_Excerpt provided_:
•••••

All of these articles pointing at Sweden as if it was a failure really has
didn't consider how minor effect it had in Sweden, I'd say that the other
Scandinavian countries over reacted instead. Maybe not Norway since they seem
to value life higher, but both Finland and Denmark will still have lower life
expectancy than Sweden and if they cared about life they would put resources
on other measures than Corona.

------
guscost
Sweden also has a larger immigrant population, many of whom have difficulty
synthesizing Vitamin D. This factor should not be ignored.

[https://www.sciencedaily.com/releases/2020/05/200512134426.h...](https://www.sciencedaily.com/releases/2020/05/200512134426.htm)

[https://www.bmj.com/content/368/bmj.m1101/rr-10](https://www.bmj.com/content/368/bmj.m1101/rr-10)

•••••

(Stored data entries)
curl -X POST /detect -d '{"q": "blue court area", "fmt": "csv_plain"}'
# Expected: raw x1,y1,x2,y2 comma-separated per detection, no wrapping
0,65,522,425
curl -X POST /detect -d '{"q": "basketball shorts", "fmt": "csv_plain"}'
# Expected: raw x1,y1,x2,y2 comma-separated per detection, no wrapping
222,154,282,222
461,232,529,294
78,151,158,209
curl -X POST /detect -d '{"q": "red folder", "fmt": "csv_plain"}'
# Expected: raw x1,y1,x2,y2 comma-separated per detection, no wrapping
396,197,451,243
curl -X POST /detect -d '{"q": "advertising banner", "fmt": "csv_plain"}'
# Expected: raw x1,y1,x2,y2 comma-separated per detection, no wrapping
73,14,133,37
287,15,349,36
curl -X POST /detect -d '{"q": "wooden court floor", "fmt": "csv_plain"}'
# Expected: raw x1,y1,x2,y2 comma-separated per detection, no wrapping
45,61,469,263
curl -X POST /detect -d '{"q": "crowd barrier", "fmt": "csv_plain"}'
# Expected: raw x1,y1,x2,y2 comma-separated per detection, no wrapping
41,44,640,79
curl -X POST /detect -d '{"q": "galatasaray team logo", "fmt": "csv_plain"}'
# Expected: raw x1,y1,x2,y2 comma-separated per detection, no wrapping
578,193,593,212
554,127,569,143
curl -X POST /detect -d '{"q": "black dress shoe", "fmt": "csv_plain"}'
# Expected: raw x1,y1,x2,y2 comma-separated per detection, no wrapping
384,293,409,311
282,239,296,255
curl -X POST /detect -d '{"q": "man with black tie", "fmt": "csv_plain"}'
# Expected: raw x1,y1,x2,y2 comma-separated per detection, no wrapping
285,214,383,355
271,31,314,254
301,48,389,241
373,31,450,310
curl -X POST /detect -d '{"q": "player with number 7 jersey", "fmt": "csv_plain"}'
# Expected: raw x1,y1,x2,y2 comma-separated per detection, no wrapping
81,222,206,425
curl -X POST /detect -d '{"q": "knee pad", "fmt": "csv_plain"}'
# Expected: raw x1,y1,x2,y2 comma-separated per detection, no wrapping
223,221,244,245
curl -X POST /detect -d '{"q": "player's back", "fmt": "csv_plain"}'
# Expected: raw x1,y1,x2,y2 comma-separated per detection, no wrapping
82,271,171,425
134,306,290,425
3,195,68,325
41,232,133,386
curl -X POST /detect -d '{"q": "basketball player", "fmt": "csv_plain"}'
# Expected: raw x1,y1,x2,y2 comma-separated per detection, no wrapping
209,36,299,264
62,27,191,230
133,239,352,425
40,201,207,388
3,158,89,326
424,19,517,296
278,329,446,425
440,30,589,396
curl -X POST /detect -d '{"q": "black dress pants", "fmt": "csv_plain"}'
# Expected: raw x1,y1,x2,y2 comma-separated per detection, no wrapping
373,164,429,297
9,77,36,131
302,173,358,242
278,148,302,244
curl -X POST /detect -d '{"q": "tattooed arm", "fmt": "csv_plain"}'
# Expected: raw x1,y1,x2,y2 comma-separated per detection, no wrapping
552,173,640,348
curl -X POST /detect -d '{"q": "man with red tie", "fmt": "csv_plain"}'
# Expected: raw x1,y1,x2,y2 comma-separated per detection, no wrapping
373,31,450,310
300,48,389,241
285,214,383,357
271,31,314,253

•••••

_Tasks to perform_:
a - Name every country mentioned in the forum thread about Sweden.
b - According to the forum thread about Sweden, what do many of the country's immigrants have difficulty doing?

_Expected responses_:
a - Sweden, Norway, Finland, Denmark

b - Synthesizing Vitamin D.